> **WORK REQUIRED**
It is required that all of the data be written out exactly.

--- start AVAILABLE RECORDS ---

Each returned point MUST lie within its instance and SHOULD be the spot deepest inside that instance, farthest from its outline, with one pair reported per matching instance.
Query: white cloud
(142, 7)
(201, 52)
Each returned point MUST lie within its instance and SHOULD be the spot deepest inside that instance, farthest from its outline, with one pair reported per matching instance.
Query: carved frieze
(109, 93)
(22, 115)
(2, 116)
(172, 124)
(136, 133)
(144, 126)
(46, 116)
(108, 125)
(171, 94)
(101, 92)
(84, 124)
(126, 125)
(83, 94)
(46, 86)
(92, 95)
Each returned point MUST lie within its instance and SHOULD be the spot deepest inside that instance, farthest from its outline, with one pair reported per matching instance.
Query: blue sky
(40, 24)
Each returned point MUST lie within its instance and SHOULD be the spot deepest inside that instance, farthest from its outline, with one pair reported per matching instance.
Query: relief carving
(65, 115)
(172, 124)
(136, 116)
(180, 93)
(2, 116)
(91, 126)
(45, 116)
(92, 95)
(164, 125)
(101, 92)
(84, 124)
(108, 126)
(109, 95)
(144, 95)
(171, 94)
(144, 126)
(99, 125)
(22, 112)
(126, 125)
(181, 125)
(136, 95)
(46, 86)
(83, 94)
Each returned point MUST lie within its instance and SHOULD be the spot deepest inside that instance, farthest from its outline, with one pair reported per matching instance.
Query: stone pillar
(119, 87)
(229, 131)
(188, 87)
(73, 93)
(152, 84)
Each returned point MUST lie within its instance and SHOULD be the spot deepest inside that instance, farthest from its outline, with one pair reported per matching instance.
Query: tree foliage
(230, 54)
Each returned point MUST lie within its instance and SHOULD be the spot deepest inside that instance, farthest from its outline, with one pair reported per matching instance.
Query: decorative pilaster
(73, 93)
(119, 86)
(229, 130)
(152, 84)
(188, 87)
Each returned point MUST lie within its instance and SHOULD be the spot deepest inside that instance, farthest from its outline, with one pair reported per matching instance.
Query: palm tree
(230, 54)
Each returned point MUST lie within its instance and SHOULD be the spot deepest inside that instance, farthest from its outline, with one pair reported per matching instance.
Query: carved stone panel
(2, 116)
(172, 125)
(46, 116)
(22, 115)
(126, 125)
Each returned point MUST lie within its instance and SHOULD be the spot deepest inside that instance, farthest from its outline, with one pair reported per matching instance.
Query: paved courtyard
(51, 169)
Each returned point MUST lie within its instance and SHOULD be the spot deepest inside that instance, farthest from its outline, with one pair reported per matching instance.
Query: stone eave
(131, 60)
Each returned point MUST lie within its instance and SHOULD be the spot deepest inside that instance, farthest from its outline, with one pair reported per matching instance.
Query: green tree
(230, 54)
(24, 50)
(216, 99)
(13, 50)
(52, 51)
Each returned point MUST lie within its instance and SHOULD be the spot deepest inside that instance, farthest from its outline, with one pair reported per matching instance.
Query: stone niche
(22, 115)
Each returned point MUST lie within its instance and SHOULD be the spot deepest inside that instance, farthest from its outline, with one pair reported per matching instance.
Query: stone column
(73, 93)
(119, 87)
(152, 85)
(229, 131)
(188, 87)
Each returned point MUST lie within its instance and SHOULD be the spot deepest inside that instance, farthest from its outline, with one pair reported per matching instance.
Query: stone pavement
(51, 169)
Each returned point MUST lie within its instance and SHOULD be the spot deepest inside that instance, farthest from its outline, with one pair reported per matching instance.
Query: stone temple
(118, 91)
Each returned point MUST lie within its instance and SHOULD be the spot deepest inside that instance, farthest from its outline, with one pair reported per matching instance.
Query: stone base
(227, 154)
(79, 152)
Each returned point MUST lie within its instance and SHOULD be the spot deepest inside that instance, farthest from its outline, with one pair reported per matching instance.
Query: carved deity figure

--- end AVAILABLE RECORDS ---

> **COMPLETED TASK**
Each returned point MUST lie within its instance and SHOULD be the spot deepest inside that instance, farthest from its outline, with one pair reported per matching instance.
Query: white cloud
(142, 7)
(201, 52)
Each returned point MUST lie within its instance and SHOULD be the spot deepest inside that instance, farthest from its outline, with one pair reported per matching instance.
Query: carved frieze
(109, 93)
(22, 115)
(2, 116)
(172, 124)
(136, 133)
(144, 126)
(46, 116)
(108, 125)
(171, 94)
(101, 92)
(84, 124)
(126, 125)
(83, 94)
(46, 86)
(92, 95)
Each returned point MUST lie within its instance and SHOULD be the spot deepest inside that instance, farthest from its outline, with one pair reported per matching instance.
Query: blue sky
(40, 24)
Each returned point MUST lie within its instance and SHOULD be the spot deepest inside that instance, farthest from its outline, with one pair reported per matching instance.
Query: relief carving
(65, 115)
(172, 124)
(136, 116)
(180, 93)
(2, 116)
(91, 126)
(45, 116)
(92, 95)
(164, 125)
(101, 92)
(84, 124)
(108, 126)
(109, 95)
(144, 95)
(171, 94)
(144, 126)
(99, 125)
(22, 112)
(126, 125)
(181, 125)
(136, 95)
(46, 86)
(83, 94)
Each returned point MUST lie within its instance and SHOULD be the spot deepest inside that instance, farthest from its outline, with one pair reported per matching instance.
Query: stone pillar
(119, 87)
(229, 131)
(188, 87)
(73, 93)
(152, 84)
Each returned point MUST lie within its instance and SHOULD be the spot deepest inside that instance, farthest from its outline, with one pair reported per matching instance.
Query: tree foliage
(230, 54)
Each returned point MUST lie within its instance and SHOULD be the spot deepest inside that instance, farthest from its outline, with one pair reported per matching instance.
Query: decorative pilaster
(73, 93)
(119, 86)
(229, 130)
(152, 84)
(188, 87)
Each returned point MUST lie within its instance and SHOULD be the spot deepest inside that instance, farthest from its outline, with one pair reported per matching instance.
Query: palm tree
(230, 54)
Each returned point MUST lie within its instance and SHOULD be the spot deepest inside that instance, farthest from its outline, with one pair reported per matching instance.
Query: carved stone panel
(2, 116)
(172, 125)
(46, 116)
(22, 115)
(126, 125)
Each returned point MUST lie within its instance and SHOULD be the spot deepest inside that instance, farthest from its outline, with one pair reported per matching instance.
Query: paved courtyard
(51, 169)
Each returned point MUST lie within its instance and SHOULD be the spot deepest inside that instance, farthest from its outline, with one pair reported per matching instance.
Query: stone eave
(131, 60)
Each returned point MUST lie within its instance and SHOULD be the spot deepest inside that instance, farthest from its outline, with one pair reported per matching instance.
Query: green tree
(230, 54)
(24, 50)
(216, 99)
(13, 50)
(52, 51)
Each returned point MUST lie within its instance and SHOULD be the spot deepest inside that instance, farthest from its outline, with one pair reported per matching instance.
Query: stone niche
(22, 115)
Each returned point MUST lie within its instance and SHOULD be the spot deepest inside that instance, farthest from its outline, with one pair reported per matching instance.
Query: stone column
(73, 93)
(119, 87)
(152, 85)
(229, 131)
(188, 87)
Each returned point MUST lie within its instance and SHOULD be the spot deepest inside that instance, farthest from its outline, with one pair reported per matching instance.
Query: stone pavement
(51, 169)
Each returned point MUST lie within its instance and SHOULD be the spot deepest inside that instance, farthest from its outline, with one pair reported per matching instance.
Query: stone temple
(118, 91)
Each returned point MUST lie within its instance and SHOULD be the spot deepest inside that instance, farthest from its outline, with one pair reported per matching instance.
Query: stone base
(227, 154)
(79, 152)
Each returned point MUST lie within its instance and SHOULD be the spot deepest inside that instance, farthest from its outline, with one pair reported per matching instance.
Query: carved deity figure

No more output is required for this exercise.